> Objective:
Gather every line below that contains the string "hand", and copy each one out in full.

> Excerpted data:
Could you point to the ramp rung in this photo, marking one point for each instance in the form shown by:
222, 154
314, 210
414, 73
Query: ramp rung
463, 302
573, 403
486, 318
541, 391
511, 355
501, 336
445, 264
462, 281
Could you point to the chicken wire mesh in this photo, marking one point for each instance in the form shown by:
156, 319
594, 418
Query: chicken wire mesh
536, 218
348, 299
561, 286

...

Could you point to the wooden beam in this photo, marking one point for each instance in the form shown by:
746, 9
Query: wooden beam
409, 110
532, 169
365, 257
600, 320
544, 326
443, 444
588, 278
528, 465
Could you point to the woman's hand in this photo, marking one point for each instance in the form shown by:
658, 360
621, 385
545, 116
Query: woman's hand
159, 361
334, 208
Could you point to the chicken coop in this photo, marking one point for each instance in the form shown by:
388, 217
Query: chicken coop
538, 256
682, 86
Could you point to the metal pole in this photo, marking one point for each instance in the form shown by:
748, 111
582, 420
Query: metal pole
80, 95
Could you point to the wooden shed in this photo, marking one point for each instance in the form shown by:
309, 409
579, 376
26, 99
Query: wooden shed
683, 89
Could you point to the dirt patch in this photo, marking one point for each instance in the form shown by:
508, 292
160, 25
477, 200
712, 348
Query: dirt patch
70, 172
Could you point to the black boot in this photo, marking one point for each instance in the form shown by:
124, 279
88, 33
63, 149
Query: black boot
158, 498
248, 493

> Result of this task:
Could you point to the woman's hand in this photo, marking one point for each instance in the form shown by:
Query: woman's hand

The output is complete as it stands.